**REQUIREMENT**
Rewrite every line below as a Markdown table with two columns, Row for the row number and Line for the line itself. Skip blank lines and leave the pictures out.

--- begin ---

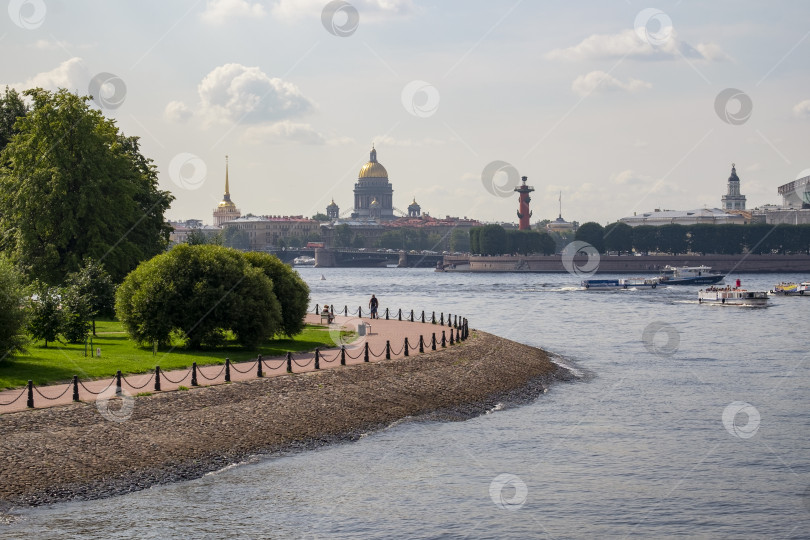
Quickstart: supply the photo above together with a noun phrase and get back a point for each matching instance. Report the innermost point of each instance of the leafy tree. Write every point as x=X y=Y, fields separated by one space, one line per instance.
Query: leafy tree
x=292 y=292
x=199 y=292
x=460 y=240
x=13 y=315
x=94 y=284
x=618 y=237
x=592 y=233
x=12 y=107
x=76 y=314
x=45 y=322
x=71 y=186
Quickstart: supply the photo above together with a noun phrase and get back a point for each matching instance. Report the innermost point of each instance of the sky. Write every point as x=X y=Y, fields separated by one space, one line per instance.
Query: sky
x=618 y=106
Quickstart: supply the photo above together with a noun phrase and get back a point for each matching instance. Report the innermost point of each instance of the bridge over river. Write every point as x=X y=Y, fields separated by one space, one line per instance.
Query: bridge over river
x=360 y=258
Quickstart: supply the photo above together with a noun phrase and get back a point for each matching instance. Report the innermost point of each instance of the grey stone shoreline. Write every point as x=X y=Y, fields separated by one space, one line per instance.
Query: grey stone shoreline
x=74 y=453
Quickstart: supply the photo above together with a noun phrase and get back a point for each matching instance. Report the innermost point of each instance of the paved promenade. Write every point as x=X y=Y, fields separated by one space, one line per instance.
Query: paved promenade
x=382 y=331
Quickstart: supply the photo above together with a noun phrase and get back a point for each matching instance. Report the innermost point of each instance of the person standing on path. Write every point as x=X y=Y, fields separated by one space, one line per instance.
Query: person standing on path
x=372 y=304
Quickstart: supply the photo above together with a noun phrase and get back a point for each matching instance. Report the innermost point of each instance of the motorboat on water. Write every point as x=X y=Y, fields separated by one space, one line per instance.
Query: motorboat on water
x=627 y=283
x=689 y=275
x=304 y=261
x=732 y=296
x=787 y=288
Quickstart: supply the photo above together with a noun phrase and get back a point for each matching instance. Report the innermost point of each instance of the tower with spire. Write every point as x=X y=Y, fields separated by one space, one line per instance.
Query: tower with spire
x=733 y=200
x=524 y=214
x=226 y=210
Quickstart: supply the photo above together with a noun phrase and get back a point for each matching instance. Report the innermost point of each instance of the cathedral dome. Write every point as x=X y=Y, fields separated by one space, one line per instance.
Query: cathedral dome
x=373 y=169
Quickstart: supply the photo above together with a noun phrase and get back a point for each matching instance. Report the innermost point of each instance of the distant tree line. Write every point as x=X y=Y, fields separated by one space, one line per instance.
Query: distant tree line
x=757 y=238
x=495 y=240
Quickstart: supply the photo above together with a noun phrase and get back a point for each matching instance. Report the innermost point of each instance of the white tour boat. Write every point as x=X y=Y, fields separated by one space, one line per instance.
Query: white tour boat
x=732 y=296
x=792 y=289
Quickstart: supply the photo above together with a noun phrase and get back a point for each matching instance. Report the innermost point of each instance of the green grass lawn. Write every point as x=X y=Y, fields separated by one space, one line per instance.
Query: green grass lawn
x=60 y=362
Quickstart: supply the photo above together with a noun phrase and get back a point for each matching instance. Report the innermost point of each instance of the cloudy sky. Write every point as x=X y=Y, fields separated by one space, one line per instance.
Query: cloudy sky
x=621 y=105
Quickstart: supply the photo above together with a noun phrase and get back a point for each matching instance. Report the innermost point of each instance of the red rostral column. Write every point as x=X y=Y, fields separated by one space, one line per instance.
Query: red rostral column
x=523 y=212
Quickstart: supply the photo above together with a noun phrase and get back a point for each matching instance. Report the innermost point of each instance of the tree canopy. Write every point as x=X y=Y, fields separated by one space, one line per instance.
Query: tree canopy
x=72 y=186
x=201 y=292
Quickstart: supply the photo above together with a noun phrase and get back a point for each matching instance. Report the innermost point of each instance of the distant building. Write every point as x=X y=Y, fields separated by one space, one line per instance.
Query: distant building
x=269 y=231
x=226 y=210
x=713 y=216
x=732 y=200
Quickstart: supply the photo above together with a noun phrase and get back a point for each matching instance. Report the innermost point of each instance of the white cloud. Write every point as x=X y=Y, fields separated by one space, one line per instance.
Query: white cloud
x=369 y=10
x=802 y=109
x=219 y=11
x=289 y=132
x=629 y=44
x=600 y=81
x=177 y=111
x=71 y=74
x=236 y=93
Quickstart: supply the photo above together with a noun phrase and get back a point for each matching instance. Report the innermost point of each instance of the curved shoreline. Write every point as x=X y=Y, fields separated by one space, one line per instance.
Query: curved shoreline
x=74 y=453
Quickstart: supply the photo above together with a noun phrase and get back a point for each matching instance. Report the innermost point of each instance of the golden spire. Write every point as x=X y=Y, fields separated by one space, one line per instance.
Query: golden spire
x=227 y=187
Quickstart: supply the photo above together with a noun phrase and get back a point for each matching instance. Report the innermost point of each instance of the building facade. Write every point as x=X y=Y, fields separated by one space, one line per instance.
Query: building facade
x=732 y=200
x=373 y=194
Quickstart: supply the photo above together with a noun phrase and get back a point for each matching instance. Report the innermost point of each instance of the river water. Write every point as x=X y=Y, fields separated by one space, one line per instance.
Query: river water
x=686 y=420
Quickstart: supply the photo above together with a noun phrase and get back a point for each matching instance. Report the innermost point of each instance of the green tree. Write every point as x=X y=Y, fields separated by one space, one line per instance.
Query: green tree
x=76 y=314
x=198 y=292
x=292 y=292
x=45 y=322
x=460 y=240
x=593 y=234
x=94 y=284
x=13 y=315
x=72 y=186
x=12 y=107
x=618 y=237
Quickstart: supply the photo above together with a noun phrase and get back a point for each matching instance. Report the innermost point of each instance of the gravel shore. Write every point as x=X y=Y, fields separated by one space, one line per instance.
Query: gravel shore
x=75 y=453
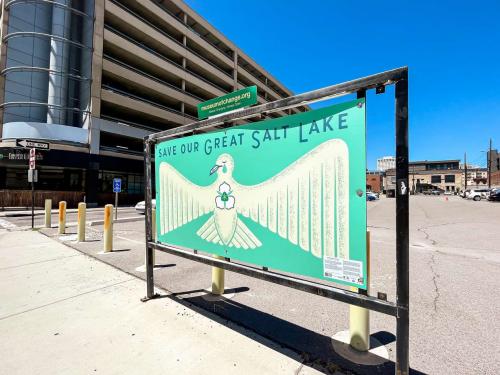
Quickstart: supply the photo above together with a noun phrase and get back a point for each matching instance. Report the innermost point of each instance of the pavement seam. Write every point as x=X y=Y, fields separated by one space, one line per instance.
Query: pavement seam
x=41 y=261
x=432 y=262
x=65 y=299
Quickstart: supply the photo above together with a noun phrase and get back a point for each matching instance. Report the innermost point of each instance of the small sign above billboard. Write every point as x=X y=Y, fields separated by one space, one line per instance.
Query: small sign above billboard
x=32 y=144
x=230 y=102
x=117 y=185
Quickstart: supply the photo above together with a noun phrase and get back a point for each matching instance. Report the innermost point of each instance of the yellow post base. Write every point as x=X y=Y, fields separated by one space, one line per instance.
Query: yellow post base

--- end ---

**REPLY**
| Row | Line |
|---|---|
| 1 | Quickstart: supply the photo above together with a noun phrase and get back a point for each matching instance. Report the innermost point of each instance of the leafy tree. Write every point as x=X y=Y, fields separated by one space, one line per instance. |
| 2 | Query: leafy tree |
| 3 | x=292 y=292 |
| 4 | x=199 y=292 |
| 5 | x=460 y=240 |
| 6 | x=13 y=315 |
| 7 | x=94 y=284 |
| 8 | x=618 y=237 |
| 9 | x=592 y=233 |
| 10 | x=12 y=107 |
| 11 | x=76 y=314 |
| 12 | x=45 y=322 |
| 13 | x=71 y=186 |
| 14 | Quickstart: supply the photo above together with a noun phrase and get back a point for each matching instance. Report the innermost point of each instance of the sky. Write every point as x=X y=Y, fields separated by one space, one line per instance. |
| 15 | Query: sky |
| 16 | x=618 y=106 |
| 17 | Quickstart: supply the photo above together with a noun phrase and get back a point for each matching instance. Report the innermost point of each instance of the bridge over river. Write every point as x=X y=Y, fields separated by one space, one line per instance. |
| 18 | Query: bridge over river |
| 19 | x=360 y=258 |
| 20 | Quickstart: supply the photo above together with a noun phrase and get back a point for each matching instance. Report the innermost point of each instance of the grey stone shoreline. Write every point as x=X y=Y, fields separated by one space, one line per instance. |
| 21 | Query: grey stone shoreline |
| 22 | x=74 y=453 |
| 23 | Quickstart: supply the photo above together with a noun phrase and get back a point for each matching instance. Report the innermost point of each instance of the paved promenade. Write every point as x=X y=Y, fields separated by one space, one line per instance. |
| 24 | Query: paved promenade |
| 25 | x=382 y=331 |
| 26 | Quickstart: supply the photo above together with a noun phrase and get back a point for each matching instance. Report the innermost point of each instance of the person standing on path. Write every point as x=X y=Y, fields separated by one space, one line per instance. |
| 27 | Query: person standing on path |
| 28 | x=372 y=304 |
| 29 | Quickstart: supply the photo above together with a noun phrase and get back a point for each matching instance. Report the innermost point of each instance of the motorboat on water. Write every point as x=X y=Y, fields separated by one space, one line per instance. |
| 30 | Query: motorboat on water |
| 31 | x=627 y=283 |
| 32 | x=689 y=275 |
| 33 | x=304 y=261 |
| 34 | x=732 y=296 |
| 35 | x=787 y=288 |
| 36 | Quickstart: supply the photo above together with a noun phrase and get back a point for each matching instance. Report the innermost point of each instance of the tower with spire. Write every point as x=X y=Y, fields separated by one space, one line per instance. |
| 37 | Query: tower with spire |
| 38 | x=733 y=200 |
| 39 | x=524 y=214 |
| 40 | x=226 y=210 |
| 41 | Quickstart: supply the photo above together with a noun phrase and get back a point for each matching instance. Report the innermost point of each instance of the cathedral dome. Write every point as x=X y=Y, fields separated by one space, one line per instance. |
| 42 | Query: cathedral dome |
| 43 | x=373 y=169 |
| 44 | Quickstart: supply the photo above together with a noun phrase and get back a point for each matching instance. Report the innermost point of each instance of the distant tree line. Write every point as x=X y=Y, fields separated by one space, one line per instance. |
| 45 | Query: distant tree line |
| 46 | x=757 y=238 |
| 47 | x=495 y=240 |
| 48 | Quickstart: supply the photo above together with a noun phrase and get back a point for each matching instance. Report the innermost point of each instance of the white tour boat. Write every point as x=X y=Y, fields separated by one space, one line per instance. |
| 49 | Query: white tour boat |
| 50 | x=732 y=296 |
| 51 | x=792 y=289 |
| 52 | Quickstart: supply the photo above together with a noun phrase and get back a point for each matching instance. Report the innermost point of each instance of the green grass lawn. Write every point as x=X y=Y, fields separated by one space, one line per instance. |
| 53 | Query: green grass lawn |
| 54 | x=60 y=362 |
| 55 | Quickstart: supply the photo above together with a noun phrase and get back a point for each matching instance. Report the innermost point of each instance of the cloudy sky. Write every point as x=X y=Y, fields separated by one space, one line per instance. |
| 56 | Query: cloudy sky |
| 57 | x=621 y=105 |
| 58 | Quickstart: supply the photo above together with a noun phrase and get back a point for each matching instance. Report the innermost point of each instance of the red rostral column. Write every point as x=X y=Y, fields separated by one space, one line per instance. |
| 59 | Query: red rostral column |
| 60 | x=523 y=212 |
| 61 | Quickstart: supply the photo above together with a noun phrase and get back a point for each matching instance. Report the innermost point of each instance of the tree canopy. Write every point as x=X y=Y, fields separated by one space, one line per instance. |
| 62 | Query: tree canopy |
| 63 | x=72 y=186 |
| 64 | x=201 y=292 |
| 65 | Quickstart: supply the photo above together with a noun phrase and get back a point for each matching instance. Report the innermost point of each instance of the distant building. Write every point as x=X y=Y, fields separated by one space, one line per instance. |
| 66 | Query: distant building |
| 67 | x=269 y=231 |
| 68 | x=226 y=210 |
| 69 | x=713 y=216 |
| 70 | x=732 y=200 |
| 71 | Quickstart: supply the photo above together with a noun phrase and get back a point for each matching instance. Report the innermost point of each instance of the white cloud. Write every point as x=X y=Y, fields separated by one space, one line per instance. |
| 72 | Query: white cloud |
| 73 | x=369 y=10 |
| 74 | x=802 y=109 |
| 75 | x=219 y=11 |
| 76 | x=289 y=132 |
| 77 | x=629 y=44 |
| 78 | x=600 y=81 |
| 79 | x=177 y=111 |
| 80 | x=71 y=74 |
| 81 | x=236 y=93 |
| 82 | Quickstart: supply the photo above together with a noun phrase and get back a point for each matching instance. Report the innermost point of each instance of the curved shoreline. Write every point as x=X y=Y, fields separated by one space, one line per instance. |
| 83 | Query: curved shoreline |
| 84 | x=74 y=453 |
| 85 | Quickstart: supply the photo above together with a noun phrase and get back a point for each matching instance. Report the innermost point of each instance of the golden spire. Write every point as x=X y=Y, fields separated by one space, one line per instance. |
| 86 | Query: golden spire |
| 87 | x=227 y=187 |
| 88 | Quickstart: supply the photo above together with a noun phrase and get back a point for each matching instance. Report the innermost point of each instance of the building facade. Write every point as x=X y=Y, fields separated by one space, one line per instance. |
| 89 | Query: building facade |
| 90 | x=732 y=200 |
| 91 | x=373 y=194 |
| 92 | Quickstart: supply the photo above together with a noun phrase and get back a point for each matching instance. Report the innermost point of each instance of the river water. Write every point as x=X y=Y, fields separated by one space, one line per instance. |
| 93 | Query: river water |
| 94 | x=686 y=420 |
| 95 | Quickstart: supply the photo above together with a noun phrase and get back a point for each matching instance. Report the innermost point of each instance of the green tree. Write every point as x=X y=Y, fields separated by one space, one line per instance. |
| 96 | Query: green tree |
| 97 | x=76 y=314 |
| 98 | x=198 y=292 |
| 99 | x=292 y=292 |
| 100 | x=45 y=322 |
| 101 | x=460 y=240 |
| 102 | x=593 y=234 |
| 103 | x=94 y=284 |
| 104 | x=13 y=315 |
| 105 | x=72 y=186 |
| 106 | x=12 y=107 |
| 107 | x=618 y=237 |
| 108 | Quickstart: supply the photo above together with a noun phrase and get back a point for each matching instance. Report the innermost point of each instance of the gravel shore. Write every point as x=X y=Y, fields separated by one space, one line per instance. |
| 109 | Query: gravel shore |
| 110 | x=75 y=453 |
| 111 | Quickstart: supply the photo above together with a noun phrase and get back a point for each matching instance. Report the innermost point of each instance of the pavement seam. Write every point as x=X y=Y, fields separated by one space, one line per instance. |
| 112 | Query: pavement seam |
| 113 | x=41 y=261 |
| 114 | x=432 y=262 |
| 115 | x=65 y=299 |
| 116 | Quickstart: supply the photo above together with a noun phrase and get back a point for each matching instance. Report the innermost point of each instance of the small sign above billboard. Write every point as x=X y=Y, fields separated by one space, one line per instance. |
| 117 | Query: small sign above billboard |
| 118 | x=32 y=144 |
| 119 | x=230 y=102 |
| 120 | x=117 y=185 |
| 121 | Quickstart: supply the photo above together with a noun phrase and get back a point for each matching instance. Report the innermost point of each instance of the yellow post base. Write every point as x=X y=Y, fields separated by one space, one line per instance. |
| 122 | Query: yellow post base |